▶ Supplied text
** BEGIN **
[p2p-hackers] Errata in the Chord paper ?

Michael Parker mgp at ucla.edu
Mon Sep 26 18:26:27 UTC 2005


Just to chime in quickly on the single point below... In Chord, you can easily
do away with the rigidity by allowing the first finger to point to any node in
the range [2^159, 2^160), not just the first node encountered clockwise 
in this
range. Likewise, the second finger can point to any node in the range [2^158,
2^159), and so forth. This affords you much greater flexibility for choosing
neighbors (indeed, your farthest finger can be chosen from approximately half
the nodes on the network), allowing you to exploit some sort of proximity
metric such as Vivaldi in neighbor selection. The average number of hops when
routing a message still remains (log N)/2. See the paper "The Impact of DHT
Routing Geometry on Resilience and Proximity" by Gummadi et al for a more
detailed discussion on this.

Everything else Bryan says is good advice :)
** END **
▶ What to do
A. Answer these questions about the Chord post:
(i) What range can the first finger point to?
(ii) What is the average number of hops when routing a message?
(iii) Which paper does the post recommend for a more detailed discussion?
B. Reproduce the part of the Chord post starting at "Just to chime" and ending at "good advice :)".
The records that follow have nothing to do with the Chord post.

▶ Given information
** BEGIN **
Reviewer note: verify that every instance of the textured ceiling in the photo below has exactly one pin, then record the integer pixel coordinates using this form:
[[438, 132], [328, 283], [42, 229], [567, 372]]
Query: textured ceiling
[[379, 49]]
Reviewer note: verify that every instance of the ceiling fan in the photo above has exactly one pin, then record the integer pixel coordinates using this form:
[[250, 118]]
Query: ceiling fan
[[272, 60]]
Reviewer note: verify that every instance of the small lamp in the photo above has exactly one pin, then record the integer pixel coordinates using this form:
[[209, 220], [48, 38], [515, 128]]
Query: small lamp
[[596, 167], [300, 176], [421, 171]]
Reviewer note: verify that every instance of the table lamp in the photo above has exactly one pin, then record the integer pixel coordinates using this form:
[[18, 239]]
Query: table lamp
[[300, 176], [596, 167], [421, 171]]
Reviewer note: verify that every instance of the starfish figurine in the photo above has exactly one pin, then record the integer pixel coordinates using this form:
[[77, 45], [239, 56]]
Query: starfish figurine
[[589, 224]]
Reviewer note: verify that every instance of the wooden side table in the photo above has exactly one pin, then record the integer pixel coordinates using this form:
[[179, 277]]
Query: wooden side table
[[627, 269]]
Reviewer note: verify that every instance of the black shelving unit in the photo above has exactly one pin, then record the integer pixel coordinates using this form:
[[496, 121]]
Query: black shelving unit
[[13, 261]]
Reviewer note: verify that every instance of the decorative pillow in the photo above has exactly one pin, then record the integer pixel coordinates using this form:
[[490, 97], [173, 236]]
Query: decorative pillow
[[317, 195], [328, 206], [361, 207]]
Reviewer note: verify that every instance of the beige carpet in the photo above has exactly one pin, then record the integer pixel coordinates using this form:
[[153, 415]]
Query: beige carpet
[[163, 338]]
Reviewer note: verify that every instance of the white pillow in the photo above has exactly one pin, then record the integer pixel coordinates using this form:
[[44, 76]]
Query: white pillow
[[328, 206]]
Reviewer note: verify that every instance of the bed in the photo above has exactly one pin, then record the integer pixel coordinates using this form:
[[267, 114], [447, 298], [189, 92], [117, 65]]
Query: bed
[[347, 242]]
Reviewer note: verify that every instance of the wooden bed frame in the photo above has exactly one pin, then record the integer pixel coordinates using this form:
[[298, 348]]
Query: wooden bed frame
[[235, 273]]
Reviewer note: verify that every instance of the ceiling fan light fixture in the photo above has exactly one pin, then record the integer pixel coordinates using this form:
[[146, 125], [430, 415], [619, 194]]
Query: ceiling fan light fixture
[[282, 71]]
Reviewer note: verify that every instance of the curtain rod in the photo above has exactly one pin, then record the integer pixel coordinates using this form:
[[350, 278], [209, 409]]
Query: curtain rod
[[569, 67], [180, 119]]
** END **
** BEGIN **
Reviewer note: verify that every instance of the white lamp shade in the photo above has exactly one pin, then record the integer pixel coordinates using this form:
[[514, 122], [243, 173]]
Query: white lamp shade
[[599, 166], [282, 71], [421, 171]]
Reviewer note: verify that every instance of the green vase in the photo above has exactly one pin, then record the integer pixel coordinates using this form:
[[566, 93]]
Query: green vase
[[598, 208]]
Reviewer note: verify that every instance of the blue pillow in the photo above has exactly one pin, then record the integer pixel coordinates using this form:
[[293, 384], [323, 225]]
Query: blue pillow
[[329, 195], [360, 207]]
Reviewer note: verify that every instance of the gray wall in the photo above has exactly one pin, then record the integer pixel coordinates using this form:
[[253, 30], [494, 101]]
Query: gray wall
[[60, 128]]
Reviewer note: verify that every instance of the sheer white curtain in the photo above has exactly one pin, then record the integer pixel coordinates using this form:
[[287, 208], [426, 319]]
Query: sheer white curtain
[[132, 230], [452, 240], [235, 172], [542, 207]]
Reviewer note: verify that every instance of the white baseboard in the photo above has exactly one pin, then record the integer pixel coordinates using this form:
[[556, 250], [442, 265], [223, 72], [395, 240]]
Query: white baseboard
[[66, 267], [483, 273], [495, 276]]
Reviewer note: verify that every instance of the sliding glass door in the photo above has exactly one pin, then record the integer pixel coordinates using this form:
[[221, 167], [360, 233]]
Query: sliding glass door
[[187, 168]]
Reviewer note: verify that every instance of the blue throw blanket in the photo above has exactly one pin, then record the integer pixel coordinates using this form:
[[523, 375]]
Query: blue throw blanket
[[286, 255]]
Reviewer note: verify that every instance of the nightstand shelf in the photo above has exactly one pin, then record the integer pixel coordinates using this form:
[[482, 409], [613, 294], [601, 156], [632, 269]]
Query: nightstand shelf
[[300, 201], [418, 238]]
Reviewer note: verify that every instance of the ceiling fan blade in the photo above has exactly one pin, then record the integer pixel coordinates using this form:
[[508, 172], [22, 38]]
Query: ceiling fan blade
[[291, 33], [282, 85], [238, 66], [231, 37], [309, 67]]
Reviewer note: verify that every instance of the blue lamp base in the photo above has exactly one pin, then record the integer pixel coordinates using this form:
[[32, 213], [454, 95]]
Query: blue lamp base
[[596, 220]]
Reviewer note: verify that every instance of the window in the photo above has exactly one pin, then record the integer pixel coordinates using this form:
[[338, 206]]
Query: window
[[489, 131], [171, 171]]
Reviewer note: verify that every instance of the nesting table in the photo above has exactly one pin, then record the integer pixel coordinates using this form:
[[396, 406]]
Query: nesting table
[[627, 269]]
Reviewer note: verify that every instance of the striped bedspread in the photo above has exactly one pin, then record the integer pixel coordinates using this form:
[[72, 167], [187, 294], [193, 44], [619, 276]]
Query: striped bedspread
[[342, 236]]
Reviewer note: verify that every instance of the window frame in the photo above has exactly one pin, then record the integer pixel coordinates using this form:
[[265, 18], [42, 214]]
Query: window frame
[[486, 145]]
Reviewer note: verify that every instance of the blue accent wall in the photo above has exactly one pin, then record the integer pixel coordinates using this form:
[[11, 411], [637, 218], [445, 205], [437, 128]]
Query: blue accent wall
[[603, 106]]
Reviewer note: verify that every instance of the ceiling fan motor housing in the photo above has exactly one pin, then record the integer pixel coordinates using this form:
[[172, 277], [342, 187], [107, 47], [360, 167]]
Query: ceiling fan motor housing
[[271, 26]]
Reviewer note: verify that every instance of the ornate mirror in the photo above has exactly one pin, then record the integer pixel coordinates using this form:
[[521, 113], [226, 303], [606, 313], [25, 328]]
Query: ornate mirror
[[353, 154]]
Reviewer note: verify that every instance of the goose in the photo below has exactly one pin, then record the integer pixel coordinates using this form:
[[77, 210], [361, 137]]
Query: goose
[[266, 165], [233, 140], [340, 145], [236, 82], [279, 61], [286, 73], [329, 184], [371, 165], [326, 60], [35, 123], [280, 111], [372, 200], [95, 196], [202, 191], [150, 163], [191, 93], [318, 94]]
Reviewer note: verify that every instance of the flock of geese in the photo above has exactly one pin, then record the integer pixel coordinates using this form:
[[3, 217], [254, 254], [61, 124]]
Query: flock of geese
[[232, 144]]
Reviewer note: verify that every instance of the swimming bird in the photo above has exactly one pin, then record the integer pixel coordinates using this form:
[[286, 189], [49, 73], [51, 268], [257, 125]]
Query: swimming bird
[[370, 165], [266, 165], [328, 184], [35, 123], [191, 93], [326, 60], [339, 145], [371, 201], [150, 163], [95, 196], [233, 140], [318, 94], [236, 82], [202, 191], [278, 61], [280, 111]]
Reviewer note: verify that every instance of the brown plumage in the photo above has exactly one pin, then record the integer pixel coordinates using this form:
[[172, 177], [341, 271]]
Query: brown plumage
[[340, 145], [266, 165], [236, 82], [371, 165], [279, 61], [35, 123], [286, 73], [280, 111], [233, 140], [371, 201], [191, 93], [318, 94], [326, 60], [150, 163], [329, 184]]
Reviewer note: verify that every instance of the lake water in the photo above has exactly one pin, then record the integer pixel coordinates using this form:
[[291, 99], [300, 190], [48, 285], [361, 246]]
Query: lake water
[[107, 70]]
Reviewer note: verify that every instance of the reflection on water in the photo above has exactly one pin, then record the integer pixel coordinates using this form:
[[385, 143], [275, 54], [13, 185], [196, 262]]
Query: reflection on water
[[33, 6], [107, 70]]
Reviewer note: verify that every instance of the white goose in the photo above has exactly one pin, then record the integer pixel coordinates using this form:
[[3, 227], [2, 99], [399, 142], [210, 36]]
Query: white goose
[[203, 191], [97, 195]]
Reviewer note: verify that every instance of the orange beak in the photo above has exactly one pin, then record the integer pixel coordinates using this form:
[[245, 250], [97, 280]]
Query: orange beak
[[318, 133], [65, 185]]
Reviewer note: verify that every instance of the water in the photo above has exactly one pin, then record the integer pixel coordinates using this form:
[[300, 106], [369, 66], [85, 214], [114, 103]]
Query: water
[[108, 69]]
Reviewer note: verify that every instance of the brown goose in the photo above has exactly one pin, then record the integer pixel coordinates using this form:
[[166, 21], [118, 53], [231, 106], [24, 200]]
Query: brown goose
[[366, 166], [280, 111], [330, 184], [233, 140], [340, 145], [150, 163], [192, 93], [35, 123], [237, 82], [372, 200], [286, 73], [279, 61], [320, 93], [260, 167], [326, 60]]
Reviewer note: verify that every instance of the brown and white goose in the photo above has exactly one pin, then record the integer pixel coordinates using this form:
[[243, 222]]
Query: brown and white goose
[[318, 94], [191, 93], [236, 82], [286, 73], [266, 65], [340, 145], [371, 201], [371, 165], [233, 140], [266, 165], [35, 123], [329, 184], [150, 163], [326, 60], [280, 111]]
** END **
** BEGIN **
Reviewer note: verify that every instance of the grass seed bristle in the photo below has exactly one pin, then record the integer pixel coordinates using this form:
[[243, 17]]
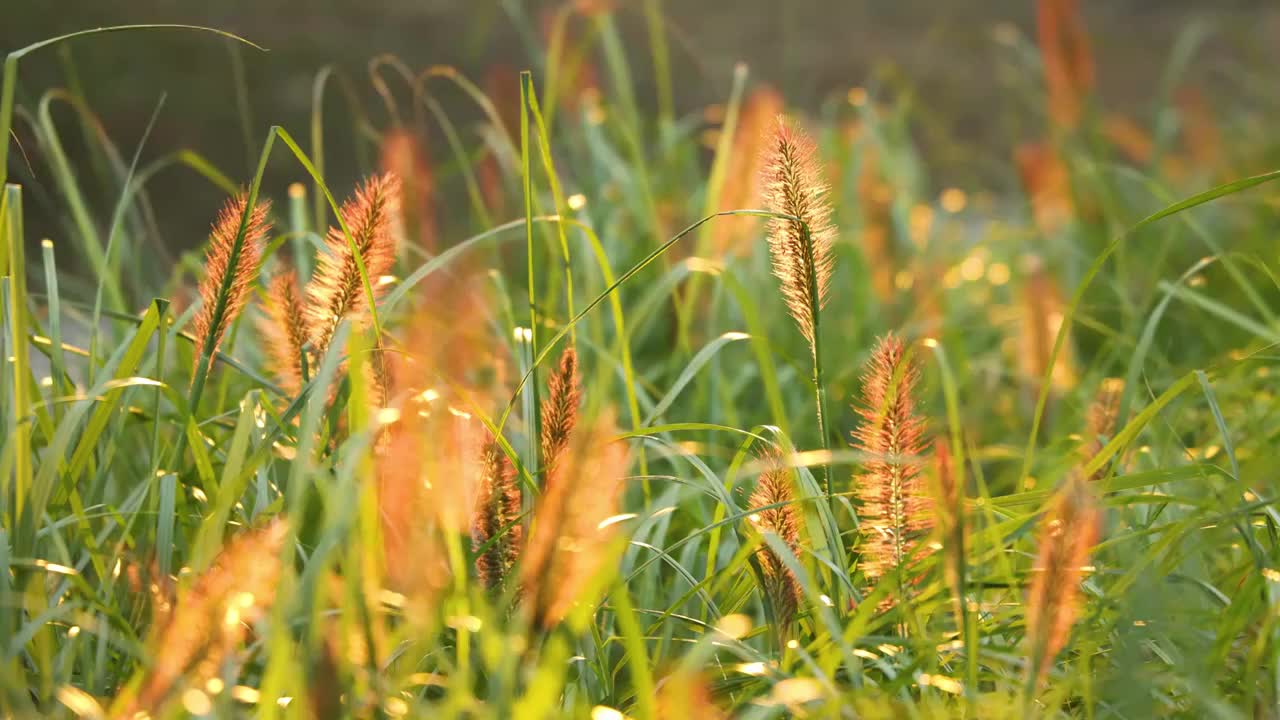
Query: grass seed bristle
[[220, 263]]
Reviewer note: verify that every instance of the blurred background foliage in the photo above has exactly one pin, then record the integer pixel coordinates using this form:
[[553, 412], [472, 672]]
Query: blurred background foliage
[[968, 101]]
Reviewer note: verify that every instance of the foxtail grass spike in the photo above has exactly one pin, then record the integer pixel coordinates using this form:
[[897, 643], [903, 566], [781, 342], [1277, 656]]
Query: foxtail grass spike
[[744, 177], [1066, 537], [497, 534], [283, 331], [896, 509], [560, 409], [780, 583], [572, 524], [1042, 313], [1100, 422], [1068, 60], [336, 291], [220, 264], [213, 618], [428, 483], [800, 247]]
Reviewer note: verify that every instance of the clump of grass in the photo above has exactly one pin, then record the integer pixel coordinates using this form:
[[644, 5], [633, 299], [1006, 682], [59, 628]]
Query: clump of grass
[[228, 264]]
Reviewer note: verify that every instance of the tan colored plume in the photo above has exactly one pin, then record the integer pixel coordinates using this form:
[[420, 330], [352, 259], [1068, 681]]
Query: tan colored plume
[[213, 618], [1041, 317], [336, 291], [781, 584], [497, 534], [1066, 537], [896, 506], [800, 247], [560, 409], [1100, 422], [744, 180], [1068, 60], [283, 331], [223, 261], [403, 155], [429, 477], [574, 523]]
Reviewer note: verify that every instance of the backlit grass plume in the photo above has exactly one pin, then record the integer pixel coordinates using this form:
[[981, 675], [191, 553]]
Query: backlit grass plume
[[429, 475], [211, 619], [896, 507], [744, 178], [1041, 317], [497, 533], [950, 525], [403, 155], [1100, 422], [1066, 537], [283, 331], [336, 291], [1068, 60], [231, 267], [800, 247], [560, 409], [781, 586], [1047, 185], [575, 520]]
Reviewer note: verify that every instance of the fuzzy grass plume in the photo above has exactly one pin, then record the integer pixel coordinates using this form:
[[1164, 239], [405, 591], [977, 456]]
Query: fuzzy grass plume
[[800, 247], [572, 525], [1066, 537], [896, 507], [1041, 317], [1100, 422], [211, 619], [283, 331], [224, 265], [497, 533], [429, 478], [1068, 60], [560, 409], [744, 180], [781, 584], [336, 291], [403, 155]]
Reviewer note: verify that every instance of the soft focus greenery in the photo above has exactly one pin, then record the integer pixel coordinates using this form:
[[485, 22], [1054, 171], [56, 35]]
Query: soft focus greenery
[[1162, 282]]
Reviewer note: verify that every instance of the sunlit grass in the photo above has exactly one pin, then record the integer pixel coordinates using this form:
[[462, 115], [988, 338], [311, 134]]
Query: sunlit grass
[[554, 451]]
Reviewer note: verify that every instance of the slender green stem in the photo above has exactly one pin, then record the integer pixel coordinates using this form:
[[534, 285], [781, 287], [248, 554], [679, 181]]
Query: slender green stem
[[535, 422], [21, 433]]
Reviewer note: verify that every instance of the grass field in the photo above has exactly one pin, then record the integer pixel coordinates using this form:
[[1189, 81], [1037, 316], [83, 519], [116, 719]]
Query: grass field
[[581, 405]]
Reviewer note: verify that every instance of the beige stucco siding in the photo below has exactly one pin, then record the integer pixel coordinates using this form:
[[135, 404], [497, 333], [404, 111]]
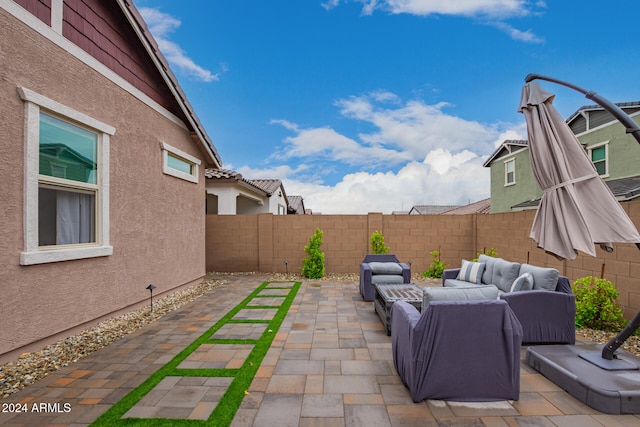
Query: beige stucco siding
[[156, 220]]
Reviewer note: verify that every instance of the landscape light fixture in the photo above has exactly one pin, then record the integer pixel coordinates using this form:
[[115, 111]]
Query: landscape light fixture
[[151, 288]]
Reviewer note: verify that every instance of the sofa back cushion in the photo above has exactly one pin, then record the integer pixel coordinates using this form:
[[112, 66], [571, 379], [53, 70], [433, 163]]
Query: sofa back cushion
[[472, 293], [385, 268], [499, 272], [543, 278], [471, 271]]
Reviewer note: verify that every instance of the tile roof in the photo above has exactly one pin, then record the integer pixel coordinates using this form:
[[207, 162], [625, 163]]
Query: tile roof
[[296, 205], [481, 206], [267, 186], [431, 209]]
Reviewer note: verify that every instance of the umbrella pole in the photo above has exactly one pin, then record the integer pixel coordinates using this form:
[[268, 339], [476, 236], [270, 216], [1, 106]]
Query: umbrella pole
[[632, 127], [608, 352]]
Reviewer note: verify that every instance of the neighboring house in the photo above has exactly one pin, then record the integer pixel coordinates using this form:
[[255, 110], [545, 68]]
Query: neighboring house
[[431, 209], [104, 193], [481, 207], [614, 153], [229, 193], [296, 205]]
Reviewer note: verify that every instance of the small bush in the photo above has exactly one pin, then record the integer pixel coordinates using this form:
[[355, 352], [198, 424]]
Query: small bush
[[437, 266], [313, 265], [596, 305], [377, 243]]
** END **
▶ Worked answers
A.
(i) [2^159, 2^160)
(ii) (log N)/2
(iii) "The Impact of DHT Routing Geometry on Resilience and Proximity" by Gummadi et al

B.
Just to chime in quickly on the single point below... In Chord, you can easily
do away with the rigidity by allowing the first finger to point to any node in
the range [2^159, 2^160), not just the first node encountered clockwise 
in this
range. Likewise, the second finger can point to any node in the range [2^158,
2^159), and so forth. This affords you much greater flexibility for choosing
neighbors (indeed, your farthest finger can be chosen from approximately half
the nodes on the network), allowing you to exploit some sort of proximity
metric such as Vivaldi in neighbor selection. The average number of hops when
routing a message still remains (log N)/2. See the paper "The Impact of DHT
Routing Geometry on Resilience and Proximity" by Gummadi et al for a more
detailed discussion on this.

Everything else Bryan says is good advice :)